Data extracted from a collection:
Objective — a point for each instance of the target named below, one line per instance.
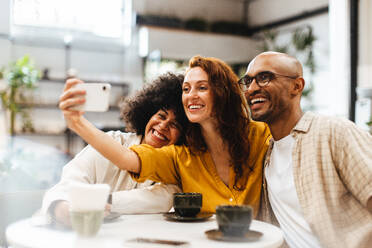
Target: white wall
(365, 44)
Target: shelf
(53, 106)
(62, 81)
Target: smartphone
(96, 98)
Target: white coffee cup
(87, 206)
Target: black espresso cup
(234, 220)
(187, 204)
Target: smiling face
(197, 96)
(272, 101)
(162, 129)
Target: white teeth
(256, 100)
(160, 136)
(195, 106)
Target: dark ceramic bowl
(234, 220)
(187, 204)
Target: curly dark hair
(230, 110)
(165, 92)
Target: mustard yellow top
(197, 172)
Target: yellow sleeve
(157, 164)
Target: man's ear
(298, 86)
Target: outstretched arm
(122, 157)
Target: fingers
(70, 102)
(70, 95)
(71, 82)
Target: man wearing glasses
(318, 170)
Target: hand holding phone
(96, 98)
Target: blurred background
(129, 42)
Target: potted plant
(20, 75)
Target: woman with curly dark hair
(156, 116)
(224, 154)
(161, 95)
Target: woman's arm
(122, 157)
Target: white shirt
(128, 196)
(283, 196)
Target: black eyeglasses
(262, 79)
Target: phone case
(96, 98)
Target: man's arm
(353, 158)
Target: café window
(109, 19)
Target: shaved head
(277, 101)
(276, 62)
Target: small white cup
(87, 206)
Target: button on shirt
(283, 196)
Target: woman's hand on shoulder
(69, 98)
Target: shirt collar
(303, 125)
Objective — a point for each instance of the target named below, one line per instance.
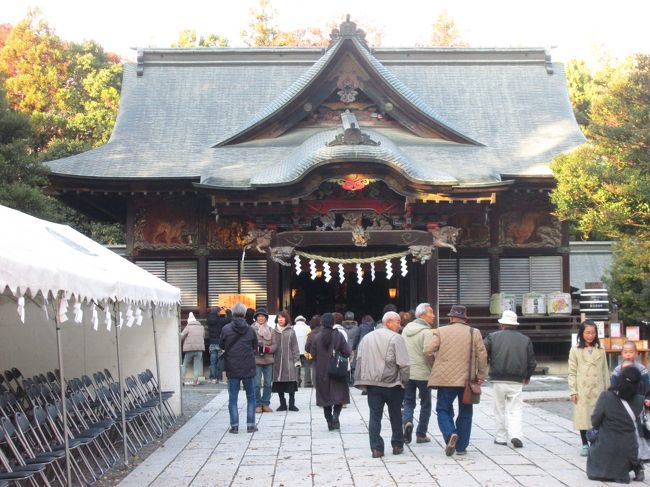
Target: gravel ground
(194, 398)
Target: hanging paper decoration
(296, 261)
(107, 318)
(327, 271)
(77, 312)
(44, 308)
(21, 308)
(93, 316)
(404, 266)
(138, 316)
(129, 316)
(63, 309)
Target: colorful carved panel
(474, 227)
(166, 224)
(526, 221)
(227, 234)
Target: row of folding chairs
(32, 440)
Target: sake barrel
(533, 304)
(594, 302)
(558, 304)
(500, 302)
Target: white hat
(508, 318)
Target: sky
(584, 29)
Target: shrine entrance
(366, 296)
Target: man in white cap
(301, 329)
(512, 362)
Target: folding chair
(42, 429)
(7, 432)
(20, 432)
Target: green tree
(261, 31)
(188, 38)
(628, 280)
(22, 176)
(604, 185)
(445, 32)
(71, 91)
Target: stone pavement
(296, 449)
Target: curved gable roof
(413, 112)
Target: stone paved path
(296, 449)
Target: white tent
(54, 279)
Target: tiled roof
(186, 100)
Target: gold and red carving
(528, 222)
(228, 234)
(167, 225)
(353, 182)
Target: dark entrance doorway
(310, 297)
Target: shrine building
(344, 178)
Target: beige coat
(417, 335)
(450, 346)
(193, 337)
(588, 377)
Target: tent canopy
(36, 255)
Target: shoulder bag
(337, 368)
(472, 391)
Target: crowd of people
(404, 356)
(610, 410)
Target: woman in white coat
(588, 377)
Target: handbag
(337, 368)
(592, 435)
(472, 391)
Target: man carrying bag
(456, 347)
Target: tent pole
(119, 380)
(180, 351)
(155, 346)
(66, 431)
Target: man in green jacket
(417, 335)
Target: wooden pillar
(495, 250)
(432, 283)
(565, 251)
(272, 285)
(202, 275)
(285, 292)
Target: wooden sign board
(227, 300)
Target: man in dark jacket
(239, 342)
(216, 321)
(512, 362)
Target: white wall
(31, 347)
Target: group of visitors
(610, 419)
(394, 362)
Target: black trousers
(377, 398)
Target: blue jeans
(263, 394)
(215, 364)
(422, 388)
(198, 363)
(392, 397)
(233, 393)
(445, 409)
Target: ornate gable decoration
(352, 134)
(348, 29)
(347, 77)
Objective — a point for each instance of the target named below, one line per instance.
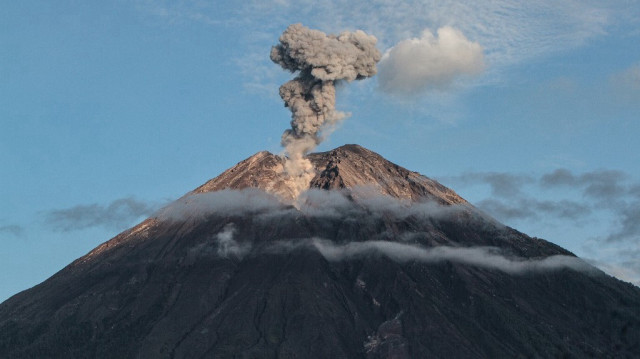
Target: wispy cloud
(485, 257)
(116, 215)
(12, 230)
(576, 199)
(511, 32)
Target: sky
(111, 109)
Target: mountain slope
(388, 264)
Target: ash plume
(321, 61)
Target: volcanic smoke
(322, 61)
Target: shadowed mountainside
(233, 272)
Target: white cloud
(228, 246)
(484, 257)
(429, 62)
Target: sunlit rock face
(373, 261)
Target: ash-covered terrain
(372, 261)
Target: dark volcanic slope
(230, 283)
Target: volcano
(373, 261)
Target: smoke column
(322, 60)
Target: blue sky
(110, 109)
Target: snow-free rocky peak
(349, 167)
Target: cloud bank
(429, 62)
(484, 257)
(608, 197)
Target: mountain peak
(349, 167)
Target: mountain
(374, 261)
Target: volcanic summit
(372, 261)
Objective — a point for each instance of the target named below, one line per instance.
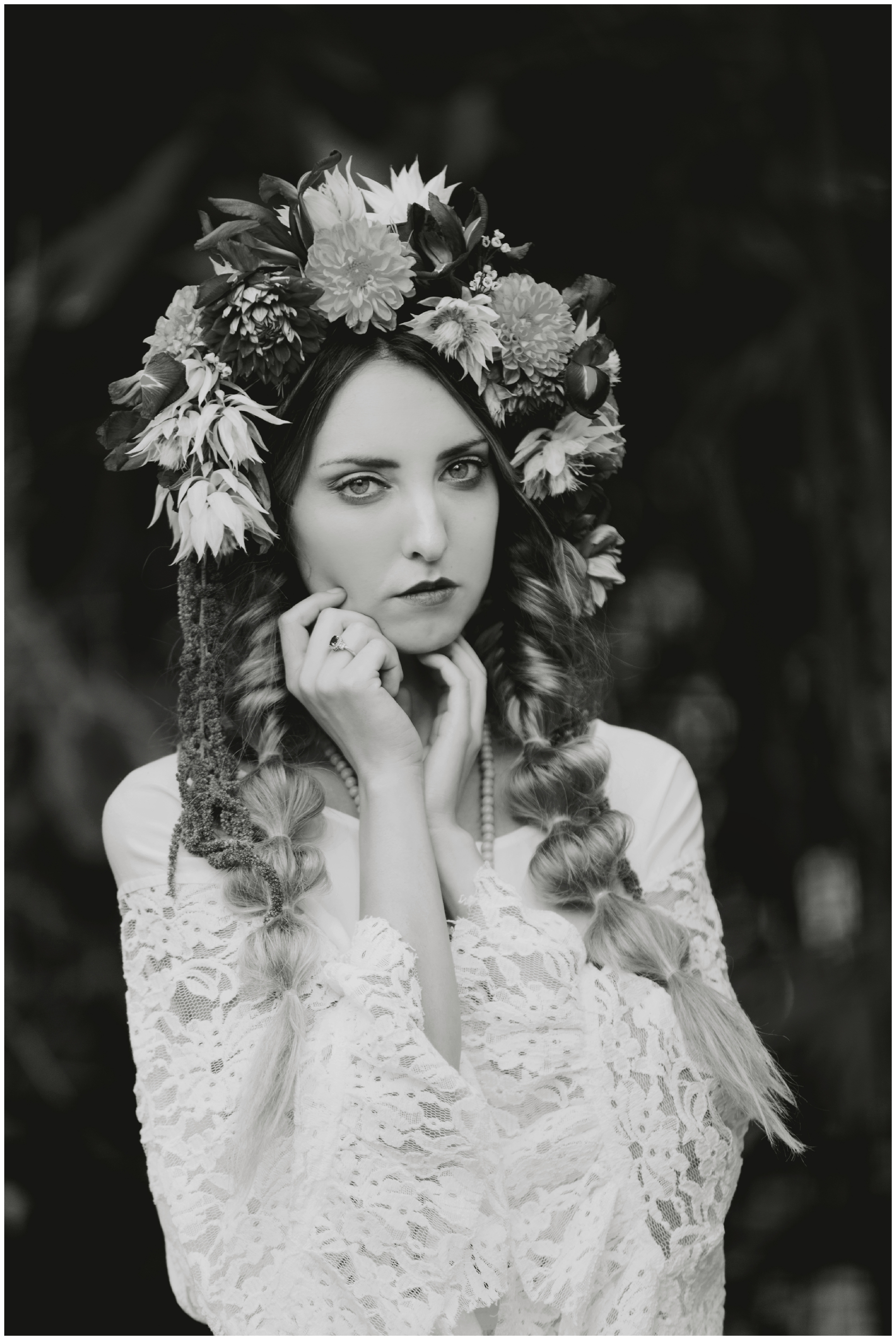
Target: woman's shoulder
(138, 820)
(654, 784)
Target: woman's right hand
(351, 695)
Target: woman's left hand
(457, 731)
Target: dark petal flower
(589, 293)
(587, 388)
(595, 351)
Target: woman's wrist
(386, 779)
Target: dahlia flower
(266, 328)
(603, 552)
(390, 204)
(180, 331)
(208, 423)
(365, 271)
(335, 201)
(461, 329)
(213, 510)
(557, 460)
(537, 334)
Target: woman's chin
(425, 632)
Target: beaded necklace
(487, 788)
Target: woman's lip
(437, 595)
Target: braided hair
(546, 664)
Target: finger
(457, 684)
(294, 629)
(373, 662)
(330, 624)
(467, 660)
(471, 653)
(357, 637)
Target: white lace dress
(600, 1170)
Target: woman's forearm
(399, 882)
(459, 862)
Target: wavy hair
(546, 664)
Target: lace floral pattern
(618, 1167)
(376, 1213)
(687, 896)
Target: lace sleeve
(618, 1169)
(674, 1164)
(376, 1209)
(516, 972)
(687, 897)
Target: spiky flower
(603, 554)
(461, 329)
(335, 200)
(212, 510)
(266, 328)
(390, 204)
(180, 331)
(365, 271)
(562, 459)
(537, 336)
(212, 421)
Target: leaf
(163, 381)
(449, 226)
(275, 188)
(118, 431)
(480, 203)
(243, 210)
(233, 228)
(213, 290)
(308, 183)
(240, 258)
(413, 224)
(267, 250)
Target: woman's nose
(425, 534)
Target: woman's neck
(419, 696)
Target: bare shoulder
(140, 818)
(654, 784)
(637, 750)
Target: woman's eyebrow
(374, 463)
(381, 463)
(461, 447)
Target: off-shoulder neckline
(354, 822)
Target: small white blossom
(213, 511)
(335, 201)
(390, 204)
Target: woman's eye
(362, 487)
(468, 471)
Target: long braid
(252, 827)
(215, 823)
(546, 699)
(283, 800)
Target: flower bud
(595, 351)
(587, 388)
(589, 293)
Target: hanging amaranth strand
(213, 820)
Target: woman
(319, 1164)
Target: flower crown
(329, 251)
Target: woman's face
(398, 506)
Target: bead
(487, 790)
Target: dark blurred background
(728, 168)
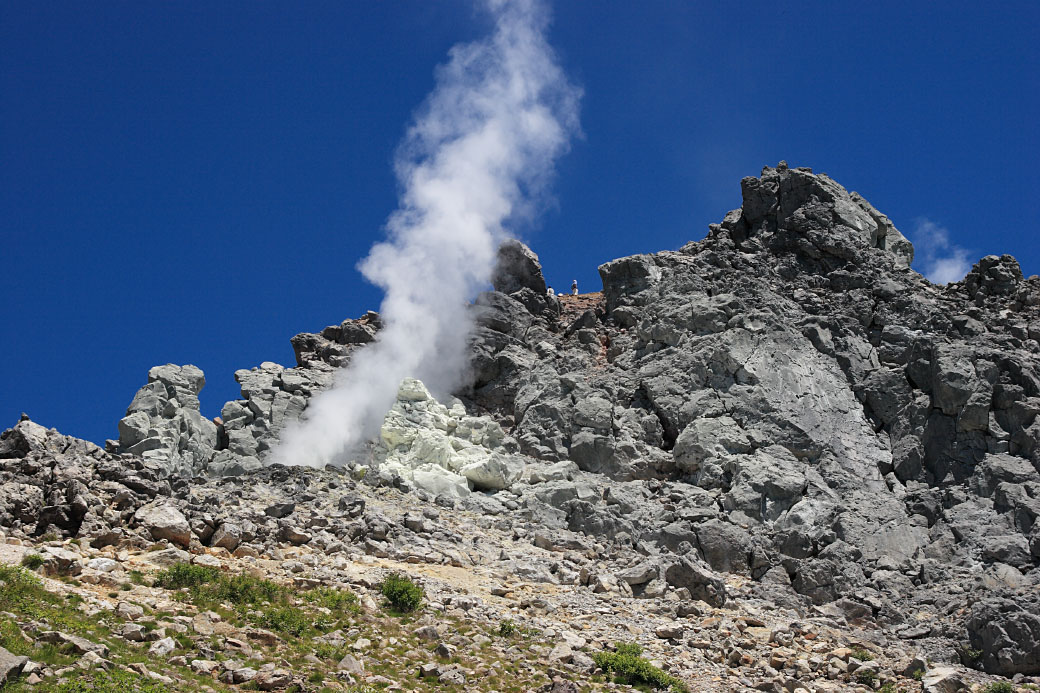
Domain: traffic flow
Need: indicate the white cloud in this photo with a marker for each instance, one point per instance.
(937, 258)
(478, 153)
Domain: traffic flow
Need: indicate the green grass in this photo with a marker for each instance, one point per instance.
(627, 666)
(403, 594)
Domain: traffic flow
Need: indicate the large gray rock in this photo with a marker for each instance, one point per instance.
(10, 666)
(517, 268)
(164, 521)
(1007, 631)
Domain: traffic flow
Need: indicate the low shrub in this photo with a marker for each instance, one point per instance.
(866, 676)
(32, 561)
(288, 620)
(334, 599)
(626, 666)
(861, 655)
(185, 574)
(401, 593)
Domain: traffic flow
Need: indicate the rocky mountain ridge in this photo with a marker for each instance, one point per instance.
(784, 404)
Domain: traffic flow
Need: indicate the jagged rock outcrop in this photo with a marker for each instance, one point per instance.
(784, 400)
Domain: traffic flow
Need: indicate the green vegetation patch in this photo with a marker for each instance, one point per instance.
(32, 561)
(627, 666)
(403, 594)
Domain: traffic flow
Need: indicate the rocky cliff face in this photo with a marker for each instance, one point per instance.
(784, 401)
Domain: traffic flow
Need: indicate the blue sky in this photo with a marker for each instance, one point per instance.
(195, 182)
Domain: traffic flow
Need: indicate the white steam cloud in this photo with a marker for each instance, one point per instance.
(482, 149)
(940, 260)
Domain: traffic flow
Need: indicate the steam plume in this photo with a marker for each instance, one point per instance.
(479, 152)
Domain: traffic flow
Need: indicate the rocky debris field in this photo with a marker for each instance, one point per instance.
(497, 614)
(775, 459)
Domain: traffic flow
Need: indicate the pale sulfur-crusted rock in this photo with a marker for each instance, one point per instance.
(440, 448)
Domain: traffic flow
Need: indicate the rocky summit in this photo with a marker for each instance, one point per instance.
(776, 459)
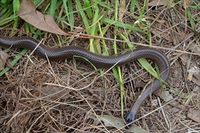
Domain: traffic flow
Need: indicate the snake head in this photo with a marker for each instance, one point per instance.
(130, 118)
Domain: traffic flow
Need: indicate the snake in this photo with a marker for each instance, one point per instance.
(100, 61)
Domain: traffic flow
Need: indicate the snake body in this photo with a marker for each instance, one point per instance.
(98, 61)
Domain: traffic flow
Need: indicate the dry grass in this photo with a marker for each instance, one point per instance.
(42, 96)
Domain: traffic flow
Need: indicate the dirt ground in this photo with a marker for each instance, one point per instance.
(42, 96)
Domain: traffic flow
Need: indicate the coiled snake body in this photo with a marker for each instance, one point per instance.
(97, 60)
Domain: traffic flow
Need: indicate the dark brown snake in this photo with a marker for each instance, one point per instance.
(98, 61)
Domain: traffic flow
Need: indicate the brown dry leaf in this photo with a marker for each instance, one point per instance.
(186, 3)
(3, 59)
(169, 3)
(29, 14)
(194, 115)
(111, 121)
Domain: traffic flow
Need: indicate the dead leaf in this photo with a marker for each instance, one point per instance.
(194, 115)
(3, 59)
(169, 3)
(111, 121)
(29, 14)
(194, 75)
(186, 4)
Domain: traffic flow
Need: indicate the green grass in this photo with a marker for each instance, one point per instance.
(97, 18)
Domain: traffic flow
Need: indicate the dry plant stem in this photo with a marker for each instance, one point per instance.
(98, 61)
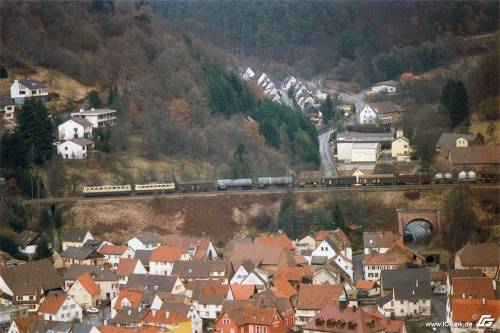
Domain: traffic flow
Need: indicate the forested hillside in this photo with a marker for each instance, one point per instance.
(371, 39)
(181, 113)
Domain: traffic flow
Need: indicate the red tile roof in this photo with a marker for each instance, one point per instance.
(52, 303)
(167, 254)
(281, 240)
(113, 249)
(126, 266)
(88, 283)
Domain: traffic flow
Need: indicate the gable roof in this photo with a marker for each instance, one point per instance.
(390, 277)
(34, 273)
(151, 282)
(316, 297)
(126, 266)
(81, 253)
(213, 293)
(98, 273)
(242, 292)
(88, 283)
(284, 288)
(52, 303)
(278, 240)
(74, 235)
(26, 237)
(82, 121)
(110, 249)
(133, 297)
(167, 254)
(448, 140)
(194, 269)
(473, 254)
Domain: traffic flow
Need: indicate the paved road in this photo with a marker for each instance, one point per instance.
(256, 192)
(327, 164)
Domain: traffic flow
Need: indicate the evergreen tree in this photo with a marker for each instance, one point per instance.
(338, 218)
(13, 152)
(327, 110)
(240, 164)
(287, 216)
(36, 129)
(43, 249)
(454, 101)
(95, 100)
(45, 224)
(58, 221)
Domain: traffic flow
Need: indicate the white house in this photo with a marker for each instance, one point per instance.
(259, 278)
(365, 152)
(386, 87)
(242, 272)
(163, 258)
(145, 241)
(113, 253)
(97, 117)
(60, 307)
(367, 115)
(21, 89)
(78, 148)
(7, 110)
(27, 242)
(75, 128)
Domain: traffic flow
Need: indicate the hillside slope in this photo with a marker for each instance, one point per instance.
(169, 126)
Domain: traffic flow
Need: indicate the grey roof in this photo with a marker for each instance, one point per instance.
(143, 256)
(194, 269)
(151, 282)
(148, 238)
(81, 141)
(74, 235)
(364, 137)
(412, 290)
(390, 277)
(319, 260)
(82, 328)
(46, 326)
(32, 84)
(448, 140)
(98, 273)
(80, 253)
(82, 121)
(40, 272)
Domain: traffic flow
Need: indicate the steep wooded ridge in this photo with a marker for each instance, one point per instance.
(377, 38)
(181, 113)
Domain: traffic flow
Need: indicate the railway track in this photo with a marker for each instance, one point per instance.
(73, 199)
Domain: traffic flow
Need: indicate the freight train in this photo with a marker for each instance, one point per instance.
(303, 179)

**Work item**
Only the lines from the one containing "Need: indicate the railway" through the last line above belong in your answer. Retype them exactly.

**Answer to this exercise**
Need: indicate the railway track in this photo with a marker for each instance, one point per instance.
(73, 199)
Domain: traffic flow
Need: indicate the freight train in this photo with a marker for each instance, one point per instance.
(303, 179)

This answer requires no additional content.